TO DO – Print the listing that follows, character for character.

DATA LINES –

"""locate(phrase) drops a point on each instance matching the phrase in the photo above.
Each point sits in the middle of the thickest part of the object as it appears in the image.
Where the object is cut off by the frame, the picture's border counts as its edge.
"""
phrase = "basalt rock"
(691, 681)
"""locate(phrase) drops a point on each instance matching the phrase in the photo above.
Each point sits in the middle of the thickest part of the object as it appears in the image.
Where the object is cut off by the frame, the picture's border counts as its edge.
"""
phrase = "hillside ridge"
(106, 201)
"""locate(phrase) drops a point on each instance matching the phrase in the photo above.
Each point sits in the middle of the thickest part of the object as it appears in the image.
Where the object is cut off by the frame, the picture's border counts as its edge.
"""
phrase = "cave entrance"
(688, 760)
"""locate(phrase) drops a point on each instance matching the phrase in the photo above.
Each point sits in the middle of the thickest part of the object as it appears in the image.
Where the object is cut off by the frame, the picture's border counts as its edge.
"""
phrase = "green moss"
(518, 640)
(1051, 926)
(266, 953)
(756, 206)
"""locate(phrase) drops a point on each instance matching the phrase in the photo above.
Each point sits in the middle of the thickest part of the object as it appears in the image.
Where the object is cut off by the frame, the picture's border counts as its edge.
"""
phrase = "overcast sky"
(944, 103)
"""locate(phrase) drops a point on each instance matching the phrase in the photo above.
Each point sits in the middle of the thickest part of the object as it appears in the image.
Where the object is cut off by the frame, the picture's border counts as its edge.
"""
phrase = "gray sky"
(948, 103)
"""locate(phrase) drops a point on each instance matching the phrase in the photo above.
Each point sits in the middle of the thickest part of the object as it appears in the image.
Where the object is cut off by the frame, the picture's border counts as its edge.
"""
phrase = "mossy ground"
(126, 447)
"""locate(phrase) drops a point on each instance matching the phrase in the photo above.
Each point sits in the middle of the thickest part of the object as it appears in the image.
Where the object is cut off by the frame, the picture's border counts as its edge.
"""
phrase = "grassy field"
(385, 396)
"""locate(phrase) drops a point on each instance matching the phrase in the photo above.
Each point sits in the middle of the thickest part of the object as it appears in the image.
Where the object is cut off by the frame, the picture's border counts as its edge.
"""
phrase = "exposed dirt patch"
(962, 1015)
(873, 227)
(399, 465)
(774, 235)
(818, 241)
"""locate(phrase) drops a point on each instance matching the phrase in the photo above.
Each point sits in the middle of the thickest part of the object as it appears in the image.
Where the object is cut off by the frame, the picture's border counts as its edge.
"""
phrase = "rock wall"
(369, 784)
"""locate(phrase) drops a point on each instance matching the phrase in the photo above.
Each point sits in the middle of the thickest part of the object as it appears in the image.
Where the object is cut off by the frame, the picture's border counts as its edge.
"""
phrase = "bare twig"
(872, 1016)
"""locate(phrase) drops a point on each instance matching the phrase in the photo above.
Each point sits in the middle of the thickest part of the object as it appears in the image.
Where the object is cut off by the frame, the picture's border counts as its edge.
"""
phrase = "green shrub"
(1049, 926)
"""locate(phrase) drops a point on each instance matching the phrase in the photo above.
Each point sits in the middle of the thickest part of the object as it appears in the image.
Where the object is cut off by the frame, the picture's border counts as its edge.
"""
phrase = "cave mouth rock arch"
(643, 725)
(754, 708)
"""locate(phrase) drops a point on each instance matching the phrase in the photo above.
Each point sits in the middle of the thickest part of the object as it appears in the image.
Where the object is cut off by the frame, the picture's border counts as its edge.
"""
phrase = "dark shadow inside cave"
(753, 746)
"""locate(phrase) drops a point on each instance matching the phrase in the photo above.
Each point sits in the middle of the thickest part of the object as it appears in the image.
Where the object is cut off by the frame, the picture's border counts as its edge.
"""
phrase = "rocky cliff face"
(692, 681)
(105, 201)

FINAL ANSWER –
"""locate(phrase) drops a point on each instance matching the phrase in the photo above.
Each point sits in the middle of the thickest part of the object as it appears in the image.
Where the object is cut off by the frame, the picture's border counts as its edge.
"""
phrase = "basalt rock"
(691, 681)
"""locate(phrase) drops a point on each instance matching the phrase in the photo above.
Each point sits in the middle of the thickest part of the object as it appears in the image.
Where the object is cut off by the frame, the picture's border counts as its edge.
"""
phrase = "hillside ridge"
(106, 201)
"""locate(phrase) drops a point on each instance matching the phrase in the photo above.
Each point sits in the middle of the thickest part of the object as it appears in the image.
Where the object is cut off by the frame, the picture's border counts as its edge.
"""
phrase = "cave entrance"
(688, 760)
"""locate(phrase) drops a point on each instance matching the phrase in the photo above.
Each point sits in the middle of the thickest part of the object as it appears in the image.
Where the object is cut off by the frame, the picture's border counts as its edge.
"""
phrase = "green moss"
(518, 640)
(1051, 926)
(266, 953)
(756, 206)
"""locate(phrase) drops a point on each instance matching the phrase in the photo above.
Each point sits in the middle of the thickest part of the object as it appears in the image.
Where the object is cut off by the frame, the picture's border counts as its edge.
"""
phrase = "overcast sky"
(944, 103)
"""locate(phrase) drops a point on each instance matching the phrase in the photo above.
Each point sits in the middle of the thickest part of the object as it appears in the image.
Where the object is cut off by the frame, the picture's border counts as its edge.
"""
phrase = "gray sky"
(948, 103)
"""locate(phrase) drops a point on each instance matching the phrase in the photo above.
Each point sits in the middle of the thickest part of the object as it appears in the image.
Where the object is cut off by the frame, the picture's border counts as its edge.
"""
phrase = "mossy ground"
(126, 447)
"""locate(phrase) drops a point on each instance matching the phrase in the photo above.
Each point sits in the middle of the thickest part of the object as it appears in the image.
Where the object is cut off by the frame, the picture's border counts as its edge.
"""
phrase = "grassy field"
(385, 396)
"""locate(phrase) drops a point on each instance matching the phrase in the photo above.
Each point sits in the middle of the thickest part of the object as it appears in the image.
Where the object is cut off by the frame, the picture's border counts as its edge.
"""
phrase = "exposed dirt patch"
(962, 1015)
(873, 227)
(399, 465)
(774, 235)
(818, 241)
"""locate(phrase) drops a point on each instance matching the phrase in the photo above.
Each point sits in the middle of the thickest part of the object as it appears in the image.
Where the object is cut off by the frame, the picture's border counts as its edge.
"""
phrase = "rock wall"
(369, 784)
"""locate(phrase) drops a point on each instance matching the phrase in the photo above.
Each point sits in the middle of the thickest part of the object as it appears in the image.
Where the object is cut off by the frame, the picture's border counts as its edge.
"""
phrase = "bare twig"
(872, 1016)
"""locate(phrase) drops a point on each instance matching the phrase in the photo above.
Each point sits in the middle of the thickest part of the object as it appears in the image.
Where the object is cut off by the frame, the picture's border counts as its edge.
"""
phrase = "green shrub"
(1049, 926)
"""locate(phrase) drops a point on each instance matching the phrase in the photo above.
Each point sits in the middle of the thickest part of the object as it appears in the image.
Where the object is cut off by the frame, the picture's border counts as its edge.
"""
phrase = "cave mouth rock arch"
(643, 725)
(754, 708)
"""locate(phrase) drops a point on each instance matching the phrase in the photo above.
Each point sits in the middle of the thickest part of the object as it appears in the image.
Where the object is cut off by the frame, the picture's border counts as its edge.
"""
phrase = "dark shadow inside cave"
(753, 746)
"""locate(phrase) drops a point on each instance matching the phrase in the photo above.
Each point sits in the middle of the thickest part of the object as it appears in the image.
Where the object is cut off by the frame, the picture's border counts as its edge.
"""
phrase = "rocky cliff face"
(692, 681)
(105, 201)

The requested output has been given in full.